→ **Exercise goal**
Which of the lines in the listing that follows hold "woman"? Pull each one out.

→ **Material for this task**
--- START ---

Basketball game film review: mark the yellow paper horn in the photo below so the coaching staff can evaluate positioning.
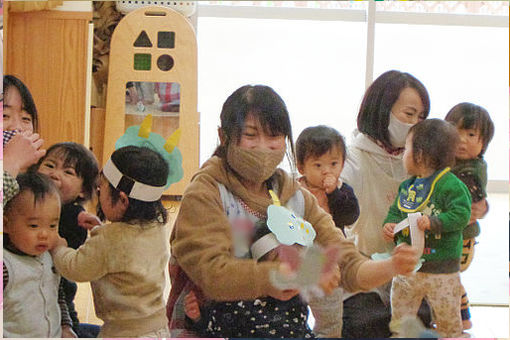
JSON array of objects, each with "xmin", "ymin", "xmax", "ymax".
[
  {"xmin": 164, "ymin": 128, "xmax": 182, "ymax": 153},
  {"xmin": 269, "ymin": 190, "xmax": 281, "ymax": 206},
  {"xmin": 138, "ymin": 114, "xmax": 153, "ymax": 138}
]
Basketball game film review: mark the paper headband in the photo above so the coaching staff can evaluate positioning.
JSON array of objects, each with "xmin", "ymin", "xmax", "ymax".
[
  {"xmin": 103, "ymin": 158, "xmax": 166, "ymax": 202},
  {"xmin": 250, "ymin": 232, "xmax": 281, "ymax": 261}
]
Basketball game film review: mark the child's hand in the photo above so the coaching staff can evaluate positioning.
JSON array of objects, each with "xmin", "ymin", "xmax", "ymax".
[
  {"xmin": 61, "ymin": 325, "xmax": 77, "ymax": 338},
  {"xmin": 470, "ymin": 199, "xmax": 488, "ymax": 224},
  {"xmin": 382, "ymin": 223, "xmax": 396, "ymax": 242},
  {"xmin": 50, "ymin": 236, "xmax": 68, "ymax": 253},
  {"xmin": 390, "ymin": 243, "xmax": 420, "ymax": 276},
  {"xmin": 3, "ymin": 132, "xmax": 46, "ymax": 177},
  {"xmin": 319, "ymin": 264, "xmax": 341, "ymax": 295},
  {"xmin": 417, "ymin": 216, "xmax": 431, "ymax": 231},
  {"xmin": 78, "ymin": 211, "xmax": 102, "ymax": 230},
  {"xmin": 184, "ymin": 291, "xmax": 201, "ymax": 322},
  {"xmin": 322, "ymin": 175, "xmax": 338, "ymax": 194}
]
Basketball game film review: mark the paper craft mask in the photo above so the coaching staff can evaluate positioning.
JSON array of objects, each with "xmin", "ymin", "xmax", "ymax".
[
  {"xmin": 266, "ymin": 190, "xmax": 316, "ymax": 246},
  {"xmin": 115, "ymin": 114, "xmax": 183, "ymax": 188},
  {"xmin": 372, "ymin": 212, "xmax": 425, "ymax": 272},
  {"xmin": 270, "ymin": 244, "xmax": 340, "ymax": 301}
]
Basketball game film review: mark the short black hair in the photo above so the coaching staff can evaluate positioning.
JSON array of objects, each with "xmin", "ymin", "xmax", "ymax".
[
  {"xmin": 5, "ymin": 172, "xmax": 60, "ymax": 212},
  {"xmin": 213, "ymin": 84, "xmax": 296, "ymax": 170},
  {"xmin": 35, "ymin": 142, "xmax": 99, "ymax": 203},
  {"xmin": 4, "ymin": 75, "xmax": 39, "ymax": 132},
  {"xmin": 444, "ymin": 102, "xmax": 494, "ymax": 157},
  {"xmin": 357, "ymin": 70, "xmax": 430, "ymax": 149},
  {"xmin": 409, "ymin": 119, "xmax": 459, "ymax": 171},
  {"xmin": 295, "ymin": 125, "xmax": 346, "ymax": 166},
  {"xmin": 99, "ymin": 146, "xmax": 169, "ymax": 224}
]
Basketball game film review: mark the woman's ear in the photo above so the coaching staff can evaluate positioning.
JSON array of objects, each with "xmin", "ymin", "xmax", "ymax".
[{"xmin": 218, "ymin": 127, "xmax": 225, "ymax": 145}]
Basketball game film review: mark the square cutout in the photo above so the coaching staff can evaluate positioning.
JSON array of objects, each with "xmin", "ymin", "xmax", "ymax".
[
  {"xmin": 134, "ymin": 53, "xmax": 151, "ymax": 70},
  {"xmin": 158, "ymin": 31, "xmax": 175, "ymax": 49}
]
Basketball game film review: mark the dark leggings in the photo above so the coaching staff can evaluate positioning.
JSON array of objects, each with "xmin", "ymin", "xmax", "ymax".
[{"xmin": 342, "ymin": 292, "xmax": 432, "ymax": 338}]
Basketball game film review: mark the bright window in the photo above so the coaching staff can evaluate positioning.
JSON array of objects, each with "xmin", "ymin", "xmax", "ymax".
[
  {"xmin": 374, "ymin": 23, "xmax": 509, "ymax": 181},
  {"xmin": 197, "ymin": 17, "xmax": 366, "ymax": 168}
]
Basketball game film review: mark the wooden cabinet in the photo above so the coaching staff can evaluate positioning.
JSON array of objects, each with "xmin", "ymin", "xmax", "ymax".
[{"xmin": 5, "ymin": 8, "xmax": 92, "ymax": 148}]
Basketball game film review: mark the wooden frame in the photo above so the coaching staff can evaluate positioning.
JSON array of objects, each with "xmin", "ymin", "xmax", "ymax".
[{"xmin": 103, "ymin": 6, "xmax": 199, "ymax": 196}]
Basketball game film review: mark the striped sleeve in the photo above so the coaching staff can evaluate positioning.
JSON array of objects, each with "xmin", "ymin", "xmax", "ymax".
[
  {"xmin": 3, "ymin": 171, "xmax": 20, "ymax": 207},
  {"xmin": 3, "ymin": 261, "xmax": 9, "ymax": 290},
  {"xmin": 58, "ymin": 280, "xmax": 73, "ymax": 327}
]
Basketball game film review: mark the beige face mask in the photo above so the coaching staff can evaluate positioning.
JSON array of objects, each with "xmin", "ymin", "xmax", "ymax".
[{"xmin": 227, "ymin": 144, "xmax": 286, "ymax": 184}]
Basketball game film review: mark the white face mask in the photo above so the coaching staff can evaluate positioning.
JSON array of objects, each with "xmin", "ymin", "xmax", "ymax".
[{"xmin": 388, "ymin": 112, "xmax": 414, "ymax": 148}]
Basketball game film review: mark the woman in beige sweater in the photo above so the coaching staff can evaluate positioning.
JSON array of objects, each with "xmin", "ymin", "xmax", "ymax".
[{"xmin": 167, "ymin": 84, "xmax": 420, "ymax": 337}]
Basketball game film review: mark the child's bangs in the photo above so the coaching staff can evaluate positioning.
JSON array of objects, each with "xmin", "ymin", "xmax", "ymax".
[
  {"xmin": 48, "ymin": 147, "xmax": 81, "ymax": 173},
  {"xmin": 457, "ymin": 116, "xmax": 482, "ymax": 132}
]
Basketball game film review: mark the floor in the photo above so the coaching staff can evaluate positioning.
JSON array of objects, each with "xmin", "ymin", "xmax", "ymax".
[{"xmin": 74, "ymin": 193, "xmax": 509, "ymax": 338}]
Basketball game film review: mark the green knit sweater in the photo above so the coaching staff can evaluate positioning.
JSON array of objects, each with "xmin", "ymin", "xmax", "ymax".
[{"xmin": 384, "ymin": 169, "xmax": 471, "ymax": 273}]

--- END ---

→ **Response area**
Basketball game film review: mark the woman's ear in the photo above so the coaching staff can evaluate positioning.
Basketball game film review: mark the woman in beige sweater in the photo above so the coaching staff can evaluate positioning.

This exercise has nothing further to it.